=== TEXT SECTION ===
Can Universal Basic Income Eradicate Poverty?
When looking for essay competition prompts, I was immediately intrigued by The Cambridge Tutor Economics essay. Universal Basic Income had been a concept I was already aware of, and interested in exploring further. From feasibility to morality and fairness, it was endlessly fascinating to visualise and comprehend–such potentially fundamental effects on society it would have.
Due to being written for competition, I had to adhere to a word count. However, there is an avenue that I wanted to explore further: the role of AI, and the potential necessity of UBI due to the growing capability of AI in its utility for firms. This additional section is placed at the end of the essay. It formally should not be considered as part of it, however I find the section very interesting and rather fun to conceptualise nonetheless.
This essay further sharpened my critical reasoning skills–in a purely economic context. Furthermore, this was the first time I was required to reference work, an invaluable lesson. I'm also grateful for the opportunity to consider how economic policy may affect the future, contrasting the retrospective work that I have undertaken otherwise on my super-curricular journey.
Can Universal Basic Income Eradicate Poverty?

=== RAW RECORDS ===
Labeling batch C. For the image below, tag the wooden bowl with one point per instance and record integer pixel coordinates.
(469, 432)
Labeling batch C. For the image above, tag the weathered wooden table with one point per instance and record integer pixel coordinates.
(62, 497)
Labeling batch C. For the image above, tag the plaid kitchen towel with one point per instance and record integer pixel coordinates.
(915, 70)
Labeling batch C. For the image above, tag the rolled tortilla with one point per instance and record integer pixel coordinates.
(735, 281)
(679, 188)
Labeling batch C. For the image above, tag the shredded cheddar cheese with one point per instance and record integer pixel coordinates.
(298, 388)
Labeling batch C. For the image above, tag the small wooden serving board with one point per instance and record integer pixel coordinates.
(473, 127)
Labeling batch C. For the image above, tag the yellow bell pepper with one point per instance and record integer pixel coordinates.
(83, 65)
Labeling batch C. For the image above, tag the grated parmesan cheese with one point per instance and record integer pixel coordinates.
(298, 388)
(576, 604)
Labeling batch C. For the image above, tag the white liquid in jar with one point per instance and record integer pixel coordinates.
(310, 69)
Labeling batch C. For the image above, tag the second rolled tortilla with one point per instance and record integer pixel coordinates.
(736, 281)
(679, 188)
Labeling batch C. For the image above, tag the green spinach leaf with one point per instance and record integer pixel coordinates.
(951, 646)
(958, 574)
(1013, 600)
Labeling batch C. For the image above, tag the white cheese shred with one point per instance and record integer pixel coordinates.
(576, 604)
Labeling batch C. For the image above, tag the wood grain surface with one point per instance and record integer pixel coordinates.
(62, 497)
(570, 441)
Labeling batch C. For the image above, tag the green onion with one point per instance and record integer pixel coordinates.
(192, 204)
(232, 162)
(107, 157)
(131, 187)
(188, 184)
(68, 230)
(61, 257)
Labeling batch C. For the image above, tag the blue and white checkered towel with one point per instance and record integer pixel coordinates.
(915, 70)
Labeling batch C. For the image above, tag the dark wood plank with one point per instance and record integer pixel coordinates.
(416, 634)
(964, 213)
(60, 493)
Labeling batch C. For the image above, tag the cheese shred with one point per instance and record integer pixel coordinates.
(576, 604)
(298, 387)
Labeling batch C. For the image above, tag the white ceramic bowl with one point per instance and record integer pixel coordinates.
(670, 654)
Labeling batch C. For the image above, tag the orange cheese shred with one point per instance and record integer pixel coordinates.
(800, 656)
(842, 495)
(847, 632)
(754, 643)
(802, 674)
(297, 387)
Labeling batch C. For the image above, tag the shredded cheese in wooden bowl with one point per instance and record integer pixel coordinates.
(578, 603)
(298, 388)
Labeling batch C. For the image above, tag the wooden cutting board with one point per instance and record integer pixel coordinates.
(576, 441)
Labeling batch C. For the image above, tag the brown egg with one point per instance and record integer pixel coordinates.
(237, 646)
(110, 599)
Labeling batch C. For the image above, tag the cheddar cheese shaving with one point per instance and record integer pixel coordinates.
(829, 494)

=== TASK DETAILS ===
Extract, without alteration, the portion of the text on universal basic income between "When looking for" and "it would have.", inclusive. Work only from the text on universal basic income, without consulting the records.

=== ANSWER TO THE TASK ===
When looking for essay competition prompts, I was immediately intrigued by The Cambridge Tutor Economics essay. Universal Basic Income had been a concept I was already aware of, and interested in exploring further. From feasibility to morality and fairness, it was endlessly fascinating to visualise and comprehend–such potentially fundamental effects on society it would have.